#### TEXT PROVIDED
━━━━━━

So how do we write the list of published messages resulting from the message currently being processed and maintain transactional integrity with the changes in application state?  Easy.

Write the list of messages to be published as a result of processing the incoming message.  Once that transaction is complete, write the associated document containing the changes in application state–but include the ID of the message being processed *inside* the document.  When we query to obtain the list of messages we do a server-side or client-side MapReduce of sorts to effectively “join” the list of published messages with the associated parent message ID found in the application state document/row.  If the application state contains the ID found in the list of messages, redispatch the stored messages and we’re done.  If it doesn’t, delete the list of published message—they were never published because a failure occurred prior to writing the application state record.

Because we are doing this on a per-message type, we can customize the way we query each business object—we can have a standard way of querying most and then customize the way we query specific ones depending upon how they store the parent message ID.  We can vary the way we query based upon the document storage structure or even storage engine.

Conclusion

The biggest advantage of what I have elaborated is that we can effectively simulate a two-phase commit among multiple resources without the overhead of a 2PC.  These allows us to use storage engines whose drivers don’t support two-phase, e.g. MySQL, PostgresSQL, or virtually all NoSQL implementations.  Furthermore the receipt and publishing of a message is still transactional, it’s just a separate transaction from the storage of application state.  As I mentioned previously those that do event sourcing effectively get this for free, but a small amount of application service code must be written to facilitate it.

━━━━━━

Location labeling records:
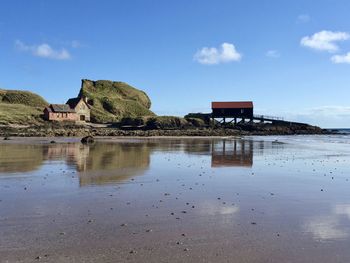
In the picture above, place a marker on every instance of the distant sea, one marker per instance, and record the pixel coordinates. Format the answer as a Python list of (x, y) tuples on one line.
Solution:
[(340, 130)]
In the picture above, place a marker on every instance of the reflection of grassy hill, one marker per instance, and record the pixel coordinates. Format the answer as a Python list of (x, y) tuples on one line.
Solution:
[(113, 162), (112, 101), (20, 158), (20, 107)]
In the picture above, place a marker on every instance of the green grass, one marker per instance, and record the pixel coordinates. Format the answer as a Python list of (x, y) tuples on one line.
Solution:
[(111, 101), (22, 97), (19, 114)]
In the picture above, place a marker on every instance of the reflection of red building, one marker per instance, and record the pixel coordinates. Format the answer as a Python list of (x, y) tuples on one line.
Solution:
[(232, 153)]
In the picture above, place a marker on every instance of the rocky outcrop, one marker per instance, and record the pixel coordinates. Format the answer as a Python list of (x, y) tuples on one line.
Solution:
[(112, 100)]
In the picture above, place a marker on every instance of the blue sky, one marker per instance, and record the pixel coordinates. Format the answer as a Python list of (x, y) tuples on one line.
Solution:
[(289, 57)]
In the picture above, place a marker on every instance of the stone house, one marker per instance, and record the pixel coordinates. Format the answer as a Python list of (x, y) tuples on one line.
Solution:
[(76, 109), (81, 107)]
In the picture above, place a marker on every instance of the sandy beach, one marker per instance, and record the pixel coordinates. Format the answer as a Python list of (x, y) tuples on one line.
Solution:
[(251, 199)]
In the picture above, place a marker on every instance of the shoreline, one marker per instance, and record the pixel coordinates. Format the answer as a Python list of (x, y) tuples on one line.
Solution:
[(81, 131)]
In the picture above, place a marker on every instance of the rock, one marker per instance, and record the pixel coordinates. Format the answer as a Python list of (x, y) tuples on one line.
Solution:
[(87, 139)]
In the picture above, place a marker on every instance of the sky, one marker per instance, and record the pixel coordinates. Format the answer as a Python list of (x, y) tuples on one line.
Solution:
[(291, 58)]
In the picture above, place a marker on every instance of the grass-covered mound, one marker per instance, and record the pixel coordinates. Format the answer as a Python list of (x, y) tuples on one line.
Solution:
[(111, 100), (162, 122), (19, 114), (22, 97), (20, 107)]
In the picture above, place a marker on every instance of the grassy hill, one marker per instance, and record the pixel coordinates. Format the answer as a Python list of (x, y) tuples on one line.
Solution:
[(20, 107), (111, 100)]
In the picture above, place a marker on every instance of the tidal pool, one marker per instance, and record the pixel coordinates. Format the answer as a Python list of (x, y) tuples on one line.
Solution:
[(252, 199)]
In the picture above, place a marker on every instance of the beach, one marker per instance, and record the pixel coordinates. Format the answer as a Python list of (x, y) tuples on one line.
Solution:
[(176, 199)]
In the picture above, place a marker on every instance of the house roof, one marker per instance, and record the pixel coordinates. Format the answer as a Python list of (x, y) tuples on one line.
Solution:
[(61, 108), (231, 104), (73, 102)]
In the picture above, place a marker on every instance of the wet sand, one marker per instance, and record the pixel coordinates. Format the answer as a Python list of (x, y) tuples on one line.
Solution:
[(257, 199)]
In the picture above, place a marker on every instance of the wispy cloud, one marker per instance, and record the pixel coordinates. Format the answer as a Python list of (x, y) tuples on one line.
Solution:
[(324, 40), (273, 54), (43, 50), (210, 56), (341, 59), (303, 18)]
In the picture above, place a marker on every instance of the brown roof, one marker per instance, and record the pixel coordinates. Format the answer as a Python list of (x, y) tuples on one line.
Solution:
[(73, 102), (61, 108), (232, 105)]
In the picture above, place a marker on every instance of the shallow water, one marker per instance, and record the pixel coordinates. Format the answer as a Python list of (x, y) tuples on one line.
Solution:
[(257, 199)]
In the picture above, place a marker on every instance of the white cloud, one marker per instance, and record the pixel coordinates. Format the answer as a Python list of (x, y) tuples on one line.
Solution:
[(76, 44), (210, 56), (273, 54), (43, 50), (303, 18), (324, 40), (338, 59)]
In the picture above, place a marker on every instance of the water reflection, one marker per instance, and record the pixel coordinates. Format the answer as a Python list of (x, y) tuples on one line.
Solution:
[(232, 153), (106, 162), (333, 226)]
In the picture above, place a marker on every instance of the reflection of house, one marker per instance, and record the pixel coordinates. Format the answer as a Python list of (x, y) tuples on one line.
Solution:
[(232, 153), (76, 109)]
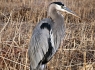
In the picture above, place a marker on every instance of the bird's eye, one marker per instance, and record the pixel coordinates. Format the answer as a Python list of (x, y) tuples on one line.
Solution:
[(62, 6)]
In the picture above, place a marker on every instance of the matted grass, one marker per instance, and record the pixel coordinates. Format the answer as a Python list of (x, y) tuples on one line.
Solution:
[(19, 17)]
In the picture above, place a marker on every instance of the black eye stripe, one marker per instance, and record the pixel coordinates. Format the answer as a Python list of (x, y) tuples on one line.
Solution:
[(59, 3)]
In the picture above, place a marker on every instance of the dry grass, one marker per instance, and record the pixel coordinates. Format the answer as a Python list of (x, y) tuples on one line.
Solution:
[(17, 20)]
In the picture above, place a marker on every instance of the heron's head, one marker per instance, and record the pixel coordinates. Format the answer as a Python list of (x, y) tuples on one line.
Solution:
[(61, 7)]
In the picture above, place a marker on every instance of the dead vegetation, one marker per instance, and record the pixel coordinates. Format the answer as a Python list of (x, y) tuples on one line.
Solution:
[(19, 17)]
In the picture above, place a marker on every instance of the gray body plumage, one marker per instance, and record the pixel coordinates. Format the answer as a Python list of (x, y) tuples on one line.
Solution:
[(46, 38)]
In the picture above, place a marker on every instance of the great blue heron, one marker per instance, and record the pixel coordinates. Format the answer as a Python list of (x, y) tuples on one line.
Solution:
[(47, 36)]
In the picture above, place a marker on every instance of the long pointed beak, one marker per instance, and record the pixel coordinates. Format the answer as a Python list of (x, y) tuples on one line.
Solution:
[(67, 10)]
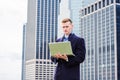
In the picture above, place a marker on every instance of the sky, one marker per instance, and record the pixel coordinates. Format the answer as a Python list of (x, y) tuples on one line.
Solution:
[(13, 14)]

━━━━━━

#### REQUIREMENT
According to the text on transactional message publishing, why should the stored list of published messages be deleted when the application state does not contain the ID of the message being processed?

#### THE OUTPUT
The list should be deleted because those messages were never published. A failure occurred before the application state record was written.